(Beginning of Excerpt)

Education is a right. Education is fundamental - it's more than just a stepping stone towards a career. An educated citizenry is an essential element in the creation of a democratic society - a society in which individuals control the resources upon which they depend as well as the decisions that affect their lives.

To deny access to education on the basis of wealth is both a gross violation of individual rights and a profound abandonment of the ideals of democracy. The rising cost of post-secondary education is therefore a cause for deep concern, both for individuals and for educational institutions.

Brown made a commitment to accessible education - although late relative to other Ivies - by instituting a need-blind admissions policy. We believe Brown should live up to the spirit of the need-blind promise by following the example set by Princeton University and other institutions that have declared a tuition freeze. Brown should shift to a policy of financial assistance based on grants and scholarships rather than increasingly crushing student loans.

(End of Excerpt)
(Beginning of Excerpted records)

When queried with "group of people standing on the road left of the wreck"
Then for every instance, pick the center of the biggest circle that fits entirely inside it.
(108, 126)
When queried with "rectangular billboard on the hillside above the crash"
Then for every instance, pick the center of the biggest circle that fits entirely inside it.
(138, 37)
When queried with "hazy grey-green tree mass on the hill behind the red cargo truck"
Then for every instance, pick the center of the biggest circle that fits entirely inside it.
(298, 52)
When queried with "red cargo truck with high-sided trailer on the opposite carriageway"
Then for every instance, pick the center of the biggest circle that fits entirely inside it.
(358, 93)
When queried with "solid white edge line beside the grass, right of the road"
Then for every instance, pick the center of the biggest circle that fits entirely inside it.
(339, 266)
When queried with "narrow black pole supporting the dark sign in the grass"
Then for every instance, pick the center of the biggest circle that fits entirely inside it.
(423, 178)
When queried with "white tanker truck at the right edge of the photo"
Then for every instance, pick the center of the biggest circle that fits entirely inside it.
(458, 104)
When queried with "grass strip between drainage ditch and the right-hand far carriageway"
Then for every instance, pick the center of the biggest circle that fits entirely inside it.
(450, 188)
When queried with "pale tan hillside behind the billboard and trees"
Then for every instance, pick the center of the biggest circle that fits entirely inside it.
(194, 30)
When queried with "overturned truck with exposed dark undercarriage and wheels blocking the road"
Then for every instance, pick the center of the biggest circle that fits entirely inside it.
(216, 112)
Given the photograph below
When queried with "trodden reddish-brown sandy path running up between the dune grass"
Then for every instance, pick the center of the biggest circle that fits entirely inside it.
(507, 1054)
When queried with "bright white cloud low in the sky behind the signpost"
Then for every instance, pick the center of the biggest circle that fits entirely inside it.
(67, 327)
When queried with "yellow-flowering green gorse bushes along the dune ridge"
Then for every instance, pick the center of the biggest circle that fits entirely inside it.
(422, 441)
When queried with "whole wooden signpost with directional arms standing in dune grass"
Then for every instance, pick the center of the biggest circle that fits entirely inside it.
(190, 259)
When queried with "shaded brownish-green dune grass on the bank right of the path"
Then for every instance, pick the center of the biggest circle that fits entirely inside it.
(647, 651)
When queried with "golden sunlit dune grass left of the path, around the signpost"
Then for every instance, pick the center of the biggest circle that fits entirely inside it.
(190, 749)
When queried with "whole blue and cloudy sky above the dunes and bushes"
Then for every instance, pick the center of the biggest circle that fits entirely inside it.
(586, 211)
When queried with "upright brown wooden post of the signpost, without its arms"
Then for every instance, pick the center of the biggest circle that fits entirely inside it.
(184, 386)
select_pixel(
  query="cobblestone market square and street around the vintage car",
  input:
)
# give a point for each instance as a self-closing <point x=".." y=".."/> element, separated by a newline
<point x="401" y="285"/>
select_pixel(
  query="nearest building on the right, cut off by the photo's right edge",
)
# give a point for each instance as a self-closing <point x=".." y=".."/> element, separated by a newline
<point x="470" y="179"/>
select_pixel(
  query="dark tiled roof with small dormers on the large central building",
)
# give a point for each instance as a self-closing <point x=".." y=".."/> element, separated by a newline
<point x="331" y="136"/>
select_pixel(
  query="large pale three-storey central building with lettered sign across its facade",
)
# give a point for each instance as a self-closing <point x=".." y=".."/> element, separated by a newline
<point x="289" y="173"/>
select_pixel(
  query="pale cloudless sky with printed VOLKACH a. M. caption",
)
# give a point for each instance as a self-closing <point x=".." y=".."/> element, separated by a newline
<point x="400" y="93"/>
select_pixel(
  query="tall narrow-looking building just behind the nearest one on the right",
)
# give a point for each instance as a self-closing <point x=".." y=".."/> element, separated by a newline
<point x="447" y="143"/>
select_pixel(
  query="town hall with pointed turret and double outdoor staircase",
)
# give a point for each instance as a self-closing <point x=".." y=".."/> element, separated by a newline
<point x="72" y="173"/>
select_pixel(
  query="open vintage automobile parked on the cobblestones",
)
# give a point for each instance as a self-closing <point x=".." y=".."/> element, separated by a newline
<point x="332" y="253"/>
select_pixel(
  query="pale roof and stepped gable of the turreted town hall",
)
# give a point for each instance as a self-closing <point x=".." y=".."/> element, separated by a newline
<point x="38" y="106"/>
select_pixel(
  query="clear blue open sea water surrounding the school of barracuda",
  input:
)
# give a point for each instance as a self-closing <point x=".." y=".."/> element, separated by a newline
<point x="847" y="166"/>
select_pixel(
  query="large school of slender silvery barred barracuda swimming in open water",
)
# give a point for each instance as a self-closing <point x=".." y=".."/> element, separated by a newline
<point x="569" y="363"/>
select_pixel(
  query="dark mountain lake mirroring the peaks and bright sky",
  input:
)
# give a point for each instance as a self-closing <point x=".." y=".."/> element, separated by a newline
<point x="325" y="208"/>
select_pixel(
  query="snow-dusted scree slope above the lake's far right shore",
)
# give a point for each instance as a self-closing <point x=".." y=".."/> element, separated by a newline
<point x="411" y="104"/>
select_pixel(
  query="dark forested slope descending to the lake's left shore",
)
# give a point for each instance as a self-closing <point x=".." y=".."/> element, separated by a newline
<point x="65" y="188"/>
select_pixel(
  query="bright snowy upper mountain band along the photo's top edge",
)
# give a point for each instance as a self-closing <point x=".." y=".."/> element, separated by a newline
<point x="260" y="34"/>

(End of Excerpted records)

#### Activity 1:
According to the education excerpt, which university set an example by declaring a tuition freeze?
#### Activity 2:
Please duplicate the part of the education excerpt starting with "Brown made a" and going on through "crushing student loans.".
Use only the education excerpt, not the data.

#### Worked solution 1:
Princeton University

#### Worked solution 2:
Brown made a commitment to accessible education - although late relative to other Ivies - by instituting a need-blind admissions policy. We believe Brown should live up to the spirit of the need-blind promise by following the example set by Princeton University and other institutions that have declared a tuition freeze. Brown should shift to a policy of financial assistance based on grants and scholarships rather than increasingly crushing student loans.